■ **EXERCISE**
In the passage about the Lost Landscapes series, switch "driver" to "motorist" and write out the part starting at "The ongoing series" and ending at "the viewer’s memory.".

■ **EXCERPTED PASSAGE**
The ongoing series Lost Landscapes reflects on observations of freeway systems and the analysis of forward movement. The paintings attempt to recreate the structure and experience of the urban landscape from the perspective of a body in motion. Kozyrev was greatly influenced by Russian Constructivism and the Bauhaus. Kozyrev explains, “The environment along the freeway structures is essentially lost for the driver in the fast movement of the vehicle, because the driver’s attention is always directed forward; the landscape disappears on either side of the driver, and only fragmented elements of it imprint in the driver’s memory.” As one’s pace quickens, the visual experience quickly dissipates from detail to generality. The scattered elements flash in the viewer’s memory.
This current artistic exploration was born from Kozyrev’s experience from the constraints of the pandemic. Without the ability to travel, Kozyrev adjusted by turning to virtual existence, exploring the landscape of social media. For his most recent work, he reclaimed the travel he lost by drawing inspiration from the collage of images from friends, acquaintances and colleagues spread around the world. This new body of work has the added contradiction; while populations have been required to be stationary, personally one is able to travel much further distances virtually. These paintings invite the viewer to these distant destinations and welcome a disjointed appreciation for new sights.
Dimitri Kozyrev was born in 1967 in Leningrad, USSR. He moved to the United States in 1991. Kozyrev received his MFA from University of California, Santa Barbara in 2000 and his BFA from Ohio University in 1997. Since then Kozyrev has had multiple solo shows at Cirrus Gallery, Los Angeles, Mark Moore Gallery, Culver City, CA, Benrimon Contemporary, NY, NY, David Richard, Santa Fe, NM, Gulf Coast Museum of Art, FL and Breese Little, London, UK. He has also been in a number of group shows at museums and galleries in New York, Chicago, San Francisco, Dallas, Tucson, Houston, Amsterdam, London, Krasnoyarsk (Russia). Reviews of his work have appeared in The Los Angeles Times, The Chicago Tribune, Artweek, Artforum, Huffington Post, Art Itd., Artinfo, Wall Street International and many online publications. For the past ten years he was a Professor of Art at The University of Arizona, Tucson, Arizona. He lives and works in Salt Lake City, UT.

■ **DATA EXTRACT**
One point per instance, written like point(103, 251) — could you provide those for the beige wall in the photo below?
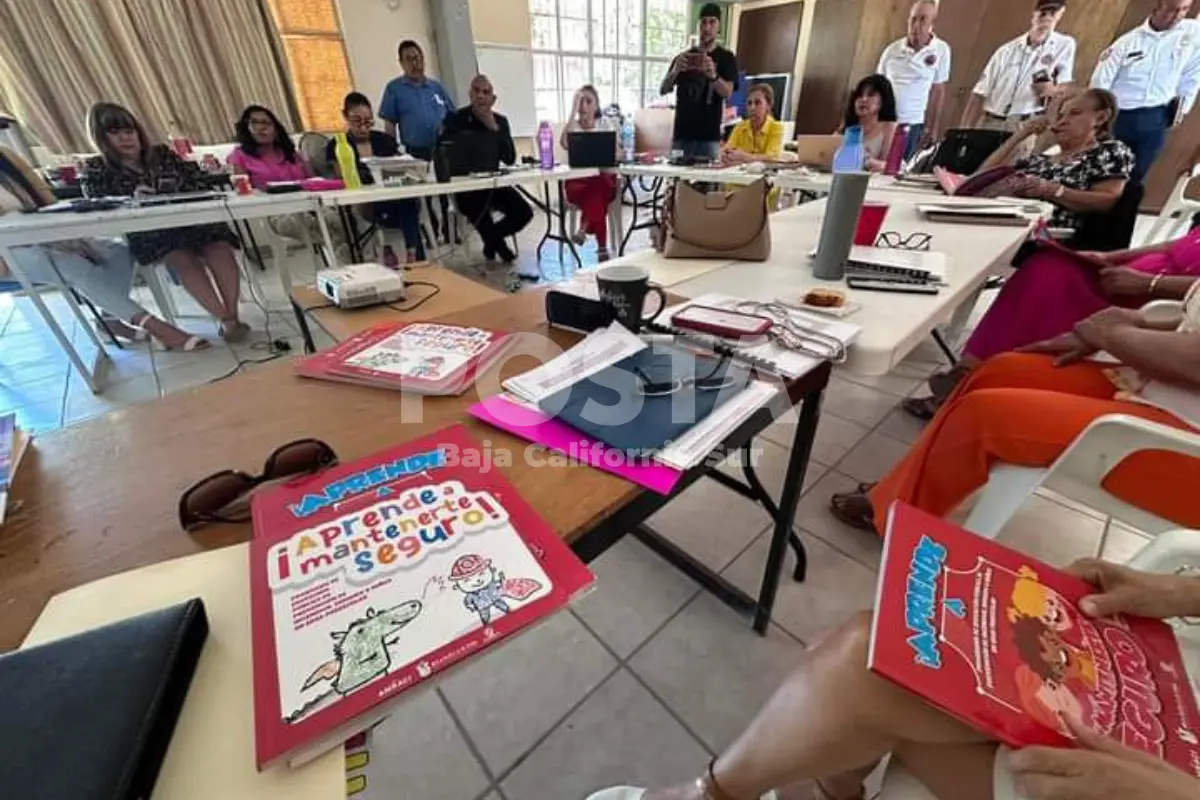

■ **RESULT FOR THIS EXERCISE**
The ongoing series Lost Landscapes reflects on observations of freeway systems and the analysis of forward movement. The paintings attempt to recreate the structure and experience of the urban landscape from the perspective of a body in motion. Kozyrev was greatly influenced by Russian Constructivism and the Bauhaus. Kozyrev explains, “The environment along the freeway structures is essentially lost for the motorist in the fast movement of the vehicle, because the motorist’s attention is always directed forward; the landscape disappears on either side of the motorist, and only fragmented elements of it imprint in the motorist’s memory.” As one’s pace quickens, the visual experience quickly dissipates from detail to generality. The scattered elements flash in the viewer’s memory.